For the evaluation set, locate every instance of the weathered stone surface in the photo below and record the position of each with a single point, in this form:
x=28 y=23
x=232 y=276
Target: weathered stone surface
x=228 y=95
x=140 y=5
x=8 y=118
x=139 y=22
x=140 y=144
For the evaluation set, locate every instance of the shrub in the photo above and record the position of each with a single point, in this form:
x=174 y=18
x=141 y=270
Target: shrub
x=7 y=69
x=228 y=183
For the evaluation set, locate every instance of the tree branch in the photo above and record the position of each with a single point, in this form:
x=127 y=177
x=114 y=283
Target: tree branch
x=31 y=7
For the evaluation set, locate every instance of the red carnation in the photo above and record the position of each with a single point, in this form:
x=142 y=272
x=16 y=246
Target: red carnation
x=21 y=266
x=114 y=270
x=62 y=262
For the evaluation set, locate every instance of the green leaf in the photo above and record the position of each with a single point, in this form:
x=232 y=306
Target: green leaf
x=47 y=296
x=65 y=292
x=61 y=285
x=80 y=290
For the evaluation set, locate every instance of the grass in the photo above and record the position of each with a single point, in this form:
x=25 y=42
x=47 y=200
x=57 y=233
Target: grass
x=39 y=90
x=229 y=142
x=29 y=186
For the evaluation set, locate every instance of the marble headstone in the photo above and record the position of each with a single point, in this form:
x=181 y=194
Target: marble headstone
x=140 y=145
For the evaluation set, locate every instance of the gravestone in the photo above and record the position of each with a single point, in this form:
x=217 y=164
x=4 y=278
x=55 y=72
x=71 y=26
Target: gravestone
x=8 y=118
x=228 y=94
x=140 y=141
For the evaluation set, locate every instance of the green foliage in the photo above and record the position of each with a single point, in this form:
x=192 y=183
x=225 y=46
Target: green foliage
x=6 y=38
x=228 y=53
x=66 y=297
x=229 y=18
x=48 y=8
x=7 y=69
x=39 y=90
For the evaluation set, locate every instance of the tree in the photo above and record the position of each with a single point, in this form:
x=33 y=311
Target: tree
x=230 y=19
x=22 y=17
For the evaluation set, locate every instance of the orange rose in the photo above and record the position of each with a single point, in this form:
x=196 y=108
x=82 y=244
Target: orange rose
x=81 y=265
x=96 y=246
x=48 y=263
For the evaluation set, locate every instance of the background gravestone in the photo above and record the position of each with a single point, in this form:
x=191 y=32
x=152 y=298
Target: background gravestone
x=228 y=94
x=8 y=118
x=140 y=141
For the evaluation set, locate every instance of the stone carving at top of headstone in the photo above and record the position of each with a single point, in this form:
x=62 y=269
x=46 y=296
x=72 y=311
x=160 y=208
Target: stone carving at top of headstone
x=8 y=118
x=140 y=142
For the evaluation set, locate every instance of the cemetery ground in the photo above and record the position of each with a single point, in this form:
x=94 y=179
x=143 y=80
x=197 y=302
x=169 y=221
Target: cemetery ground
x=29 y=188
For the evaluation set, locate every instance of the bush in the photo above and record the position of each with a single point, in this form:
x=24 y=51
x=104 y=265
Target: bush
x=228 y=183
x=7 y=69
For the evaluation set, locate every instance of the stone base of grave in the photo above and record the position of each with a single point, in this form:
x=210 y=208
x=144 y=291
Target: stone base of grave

◇ ◇ ◇ ◇

### What is expected:
Copy out the lines from the line containing "For the evaluation set, locate every instance of the background" to the end of the listing above, without alteration.

### Exercise response:
For the evaluation set, locate every instance of the background gravestone in the photo above and record the position of each with a single point, in this form:
x=191 y=32
x=152 y=298
Target: background gravestone
x=228 y=94
x=8 y=118
x=140 y=141
For the evaluation set, locate every instance of the stone carving at top of headstone in the photo above and record the position of each with a single point, in this form:
x=62 y=269
x=46 y=296
x=72 y=311
x=160 y=208
Target: stone carving at top of headstone
x=8 y=118
x=140 y=142
For the evaluation set, locate every instance of the cemetery ground in the photo above and record the position of each with a single point, in this form:
x=94 y=179
x=143 y=80
x=197 y=302
x=169 y=221
Target: cemetery ground
x=29 y=188
For the evaluation set, locate every instance of the bush in the photo above and record the position of each with a single point, in this form:
x=24 y=51
x=104 y=265
Target: bush
x=228 y=183
x=7 y=69
For the evaluation set, locate every instance of the stone base of grave in the photo above and record the position of each with a single point, in this form:
x=210 y=208
x=144 y=291
Target: stone base of grave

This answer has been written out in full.